| REQUIRED TASK |
Copy out, word for word, everything in the material below from the line containing "of the upper" down to the end of the material.

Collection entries
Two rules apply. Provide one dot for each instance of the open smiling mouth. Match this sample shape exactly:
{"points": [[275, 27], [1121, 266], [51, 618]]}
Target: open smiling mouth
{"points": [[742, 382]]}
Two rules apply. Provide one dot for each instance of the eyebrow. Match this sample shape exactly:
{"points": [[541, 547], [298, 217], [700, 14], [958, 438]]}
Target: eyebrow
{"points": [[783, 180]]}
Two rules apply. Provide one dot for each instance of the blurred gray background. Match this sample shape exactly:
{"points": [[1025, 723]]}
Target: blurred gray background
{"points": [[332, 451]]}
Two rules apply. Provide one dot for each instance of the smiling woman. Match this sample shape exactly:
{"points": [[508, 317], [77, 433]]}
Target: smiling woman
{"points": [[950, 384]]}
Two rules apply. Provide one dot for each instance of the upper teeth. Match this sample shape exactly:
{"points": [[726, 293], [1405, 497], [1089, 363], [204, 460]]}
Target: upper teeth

| RESPONSE |
Two rules apply. Provide one dot for each instance of the upper teeth. Match this sample shape exactly:
{"points": [[726, 293], [1405, 497], [1089, 363], [204, 460]]}
Target: upper teeth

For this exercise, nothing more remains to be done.